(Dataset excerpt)
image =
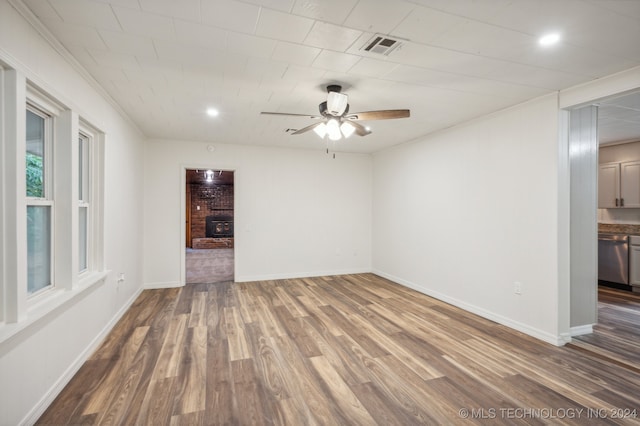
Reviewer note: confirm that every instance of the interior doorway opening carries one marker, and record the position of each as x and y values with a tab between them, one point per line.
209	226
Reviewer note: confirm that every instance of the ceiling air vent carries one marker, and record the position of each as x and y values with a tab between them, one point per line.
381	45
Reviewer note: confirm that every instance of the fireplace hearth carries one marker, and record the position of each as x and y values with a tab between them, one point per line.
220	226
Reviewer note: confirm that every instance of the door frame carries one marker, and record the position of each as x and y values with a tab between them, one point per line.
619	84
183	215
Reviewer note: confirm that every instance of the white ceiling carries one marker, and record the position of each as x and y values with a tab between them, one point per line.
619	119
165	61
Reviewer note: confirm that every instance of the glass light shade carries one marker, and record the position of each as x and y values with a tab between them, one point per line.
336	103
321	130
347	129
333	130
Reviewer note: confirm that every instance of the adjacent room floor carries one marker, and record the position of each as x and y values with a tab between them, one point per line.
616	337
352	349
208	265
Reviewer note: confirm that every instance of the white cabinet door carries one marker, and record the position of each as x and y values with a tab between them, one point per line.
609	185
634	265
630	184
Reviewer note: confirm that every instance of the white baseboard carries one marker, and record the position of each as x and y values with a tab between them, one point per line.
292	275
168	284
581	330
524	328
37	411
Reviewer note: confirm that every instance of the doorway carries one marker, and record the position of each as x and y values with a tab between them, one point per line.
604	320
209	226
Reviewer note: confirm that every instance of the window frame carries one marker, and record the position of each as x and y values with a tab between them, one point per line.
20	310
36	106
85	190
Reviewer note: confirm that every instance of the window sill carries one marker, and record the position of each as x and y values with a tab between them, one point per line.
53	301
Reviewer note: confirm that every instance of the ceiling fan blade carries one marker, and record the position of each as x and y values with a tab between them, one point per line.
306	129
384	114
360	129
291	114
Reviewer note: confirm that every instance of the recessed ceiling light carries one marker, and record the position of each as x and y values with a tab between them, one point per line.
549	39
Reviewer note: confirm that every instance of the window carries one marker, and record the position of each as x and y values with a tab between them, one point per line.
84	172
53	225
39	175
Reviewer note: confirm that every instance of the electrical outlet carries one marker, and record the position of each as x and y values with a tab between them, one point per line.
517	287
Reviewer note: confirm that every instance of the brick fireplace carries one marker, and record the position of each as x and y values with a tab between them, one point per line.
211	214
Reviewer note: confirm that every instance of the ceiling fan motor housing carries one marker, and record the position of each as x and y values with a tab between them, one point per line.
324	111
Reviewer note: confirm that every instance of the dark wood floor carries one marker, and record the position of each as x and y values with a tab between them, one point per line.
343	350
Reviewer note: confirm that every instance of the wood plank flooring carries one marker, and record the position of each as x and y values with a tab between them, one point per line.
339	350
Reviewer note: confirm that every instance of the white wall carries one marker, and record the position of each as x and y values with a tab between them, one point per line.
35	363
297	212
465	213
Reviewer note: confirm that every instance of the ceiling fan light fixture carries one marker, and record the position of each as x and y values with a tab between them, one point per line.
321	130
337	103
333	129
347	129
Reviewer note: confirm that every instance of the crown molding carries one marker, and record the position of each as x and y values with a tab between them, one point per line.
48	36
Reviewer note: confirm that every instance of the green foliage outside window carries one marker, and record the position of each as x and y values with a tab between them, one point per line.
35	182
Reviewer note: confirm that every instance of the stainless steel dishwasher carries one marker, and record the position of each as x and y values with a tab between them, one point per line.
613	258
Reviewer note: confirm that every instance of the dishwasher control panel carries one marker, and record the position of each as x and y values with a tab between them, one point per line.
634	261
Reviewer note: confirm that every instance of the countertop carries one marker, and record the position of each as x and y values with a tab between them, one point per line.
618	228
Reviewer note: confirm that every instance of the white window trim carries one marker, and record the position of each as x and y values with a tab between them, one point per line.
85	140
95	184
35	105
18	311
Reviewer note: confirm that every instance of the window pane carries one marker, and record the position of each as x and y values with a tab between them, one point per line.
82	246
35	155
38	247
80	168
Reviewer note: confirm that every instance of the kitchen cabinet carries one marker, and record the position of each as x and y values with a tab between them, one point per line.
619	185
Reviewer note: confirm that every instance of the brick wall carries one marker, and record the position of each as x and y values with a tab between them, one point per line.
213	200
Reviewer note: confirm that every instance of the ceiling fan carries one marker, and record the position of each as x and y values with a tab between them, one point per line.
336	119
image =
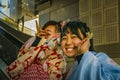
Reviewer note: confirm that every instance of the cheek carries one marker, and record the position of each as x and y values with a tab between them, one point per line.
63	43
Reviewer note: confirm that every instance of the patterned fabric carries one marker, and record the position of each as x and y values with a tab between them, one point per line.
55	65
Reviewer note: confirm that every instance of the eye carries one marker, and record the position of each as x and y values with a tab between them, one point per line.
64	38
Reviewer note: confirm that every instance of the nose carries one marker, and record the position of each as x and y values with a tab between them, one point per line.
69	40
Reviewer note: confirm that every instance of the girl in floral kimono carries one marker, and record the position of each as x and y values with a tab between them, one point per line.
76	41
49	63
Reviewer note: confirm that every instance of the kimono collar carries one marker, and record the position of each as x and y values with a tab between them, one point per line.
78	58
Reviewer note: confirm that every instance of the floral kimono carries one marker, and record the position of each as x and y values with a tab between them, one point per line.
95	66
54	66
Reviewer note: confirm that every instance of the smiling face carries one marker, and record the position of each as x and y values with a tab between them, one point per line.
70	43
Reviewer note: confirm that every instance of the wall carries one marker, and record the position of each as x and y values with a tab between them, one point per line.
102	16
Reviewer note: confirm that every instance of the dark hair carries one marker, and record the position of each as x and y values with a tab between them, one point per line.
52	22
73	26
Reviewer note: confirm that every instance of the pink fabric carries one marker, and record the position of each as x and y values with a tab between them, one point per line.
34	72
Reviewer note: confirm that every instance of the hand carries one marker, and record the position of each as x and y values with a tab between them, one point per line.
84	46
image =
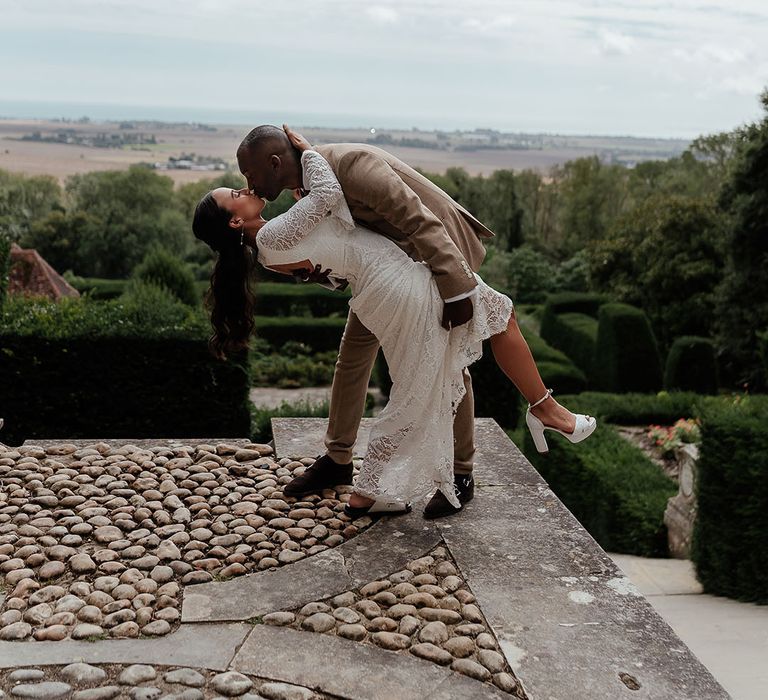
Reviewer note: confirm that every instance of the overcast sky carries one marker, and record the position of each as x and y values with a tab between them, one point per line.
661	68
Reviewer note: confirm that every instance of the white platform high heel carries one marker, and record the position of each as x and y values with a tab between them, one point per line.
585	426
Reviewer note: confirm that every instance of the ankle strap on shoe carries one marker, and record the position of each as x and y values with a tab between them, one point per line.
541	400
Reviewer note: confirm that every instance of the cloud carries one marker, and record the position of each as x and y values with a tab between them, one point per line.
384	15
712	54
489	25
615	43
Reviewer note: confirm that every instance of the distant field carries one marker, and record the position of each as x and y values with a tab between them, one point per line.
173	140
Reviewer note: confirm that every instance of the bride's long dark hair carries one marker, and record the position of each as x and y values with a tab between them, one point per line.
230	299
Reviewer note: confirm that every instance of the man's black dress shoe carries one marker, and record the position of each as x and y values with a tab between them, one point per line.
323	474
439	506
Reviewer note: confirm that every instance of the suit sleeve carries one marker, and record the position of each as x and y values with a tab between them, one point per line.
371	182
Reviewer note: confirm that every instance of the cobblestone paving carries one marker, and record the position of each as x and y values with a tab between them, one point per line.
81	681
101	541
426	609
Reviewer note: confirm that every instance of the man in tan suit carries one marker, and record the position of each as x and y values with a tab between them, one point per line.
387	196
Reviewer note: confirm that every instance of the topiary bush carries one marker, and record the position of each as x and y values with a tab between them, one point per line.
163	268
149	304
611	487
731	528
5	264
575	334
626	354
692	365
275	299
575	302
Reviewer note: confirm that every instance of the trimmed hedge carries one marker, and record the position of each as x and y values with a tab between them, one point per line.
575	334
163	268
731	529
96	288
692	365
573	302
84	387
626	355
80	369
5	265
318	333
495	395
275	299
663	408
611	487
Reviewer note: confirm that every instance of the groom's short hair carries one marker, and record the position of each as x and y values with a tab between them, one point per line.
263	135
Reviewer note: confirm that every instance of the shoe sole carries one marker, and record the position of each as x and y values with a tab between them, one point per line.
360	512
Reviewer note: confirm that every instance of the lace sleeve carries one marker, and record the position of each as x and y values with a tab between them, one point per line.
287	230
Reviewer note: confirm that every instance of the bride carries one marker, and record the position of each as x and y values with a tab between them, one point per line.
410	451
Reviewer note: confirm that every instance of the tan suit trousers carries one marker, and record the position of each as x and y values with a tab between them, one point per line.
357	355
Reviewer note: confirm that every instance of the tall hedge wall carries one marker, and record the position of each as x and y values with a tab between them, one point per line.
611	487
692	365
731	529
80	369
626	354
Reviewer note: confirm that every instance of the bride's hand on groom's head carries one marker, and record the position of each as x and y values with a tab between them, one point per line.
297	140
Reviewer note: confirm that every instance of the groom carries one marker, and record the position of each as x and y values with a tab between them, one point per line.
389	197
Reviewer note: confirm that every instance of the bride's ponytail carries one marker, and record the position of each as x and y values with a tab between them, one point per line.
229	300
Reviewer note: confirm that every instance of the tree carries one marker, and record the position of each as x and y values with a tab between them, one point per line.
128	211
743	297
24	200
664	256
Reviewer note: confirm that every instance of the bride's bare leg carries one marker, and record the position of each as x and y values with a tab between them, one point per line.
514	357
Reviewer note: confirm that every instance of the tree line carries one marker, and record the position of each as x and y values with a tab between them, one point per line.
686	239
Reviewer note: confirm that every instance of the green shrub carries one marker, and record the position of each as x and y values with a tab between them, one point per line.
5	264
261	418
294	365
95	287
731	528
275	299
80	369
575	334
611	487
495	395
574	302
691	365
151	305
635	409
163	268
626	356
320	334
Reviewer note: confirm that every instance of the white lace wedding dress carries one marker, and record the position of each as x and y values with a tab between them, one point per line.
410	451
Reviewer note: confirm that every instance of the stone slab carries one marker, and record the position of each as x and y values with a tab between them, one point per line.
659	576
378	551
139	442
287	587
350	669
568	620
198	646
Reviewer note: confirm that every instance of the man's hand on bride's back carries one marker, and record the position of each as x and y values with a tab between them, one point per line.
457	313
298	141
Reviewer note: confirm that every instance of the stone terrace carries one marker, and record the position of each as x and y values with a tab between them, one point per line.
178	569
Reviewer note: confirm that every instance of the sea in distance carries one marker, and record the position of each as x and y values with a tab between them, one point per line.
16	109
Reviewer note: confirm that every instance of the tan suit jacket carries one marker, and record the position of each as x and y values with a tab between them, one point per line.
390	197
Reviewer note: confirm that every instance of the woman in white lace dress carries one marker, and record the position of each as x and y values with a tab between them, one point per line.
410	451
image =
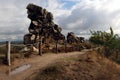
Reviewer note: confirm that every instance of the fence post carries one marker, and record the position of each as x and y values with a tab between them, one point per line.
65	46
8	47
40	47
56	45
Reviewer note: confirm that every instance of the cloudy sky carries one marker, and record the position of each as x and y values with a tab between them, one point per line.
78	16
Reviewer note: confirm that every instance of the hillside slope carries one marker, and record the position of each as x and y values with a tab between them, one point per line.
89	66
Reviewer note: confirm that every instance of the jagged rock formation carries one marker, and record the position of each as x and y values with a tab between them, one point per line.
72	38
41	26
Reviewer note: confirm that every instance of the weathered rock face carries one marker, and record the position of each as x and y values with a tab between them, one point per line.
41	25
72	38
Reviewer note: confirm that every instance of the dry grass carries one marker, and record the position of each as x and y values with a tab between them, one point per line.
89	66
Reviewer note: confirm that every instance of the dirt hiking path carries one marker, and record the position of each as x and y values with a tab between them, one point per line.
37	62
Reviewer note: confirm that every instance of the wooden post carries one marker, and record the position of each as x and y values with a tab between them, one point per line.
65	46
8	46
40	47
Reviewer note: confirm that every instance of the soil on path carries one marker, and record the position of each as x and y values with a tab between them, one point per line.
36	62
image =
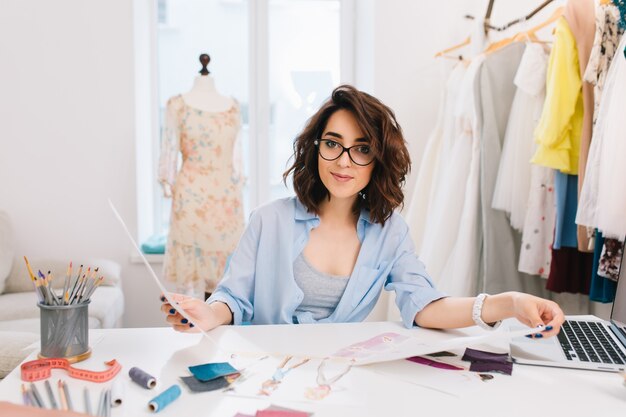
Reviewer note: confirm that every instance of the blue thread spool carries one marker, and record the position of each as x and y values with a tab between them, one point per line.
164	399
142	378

Exercise description — Retype the lines exactly as they appear, beginning with the line that contains "Reviewer note: confirm that every instance of the wooden" and ending with the final line of the entries, and omit the pictures.

Answer for this exercise —
Reviewer note: confirm that every instance of the wooden post carries one marker, and record the position of each as x and y values with a tab between them, one point per line.
65	46
8	46
40	47
Reviewer note: confirm that every instance of the soil on path carries one marker, and record the position of each as x and y values with a tab between them, one point per line.
36	62
image =
Reviewer note: confirm that every instance of the blue thread spool carries one marker, and record the position of each as x and y values with a tab between them, one point per line.
164	399
142	378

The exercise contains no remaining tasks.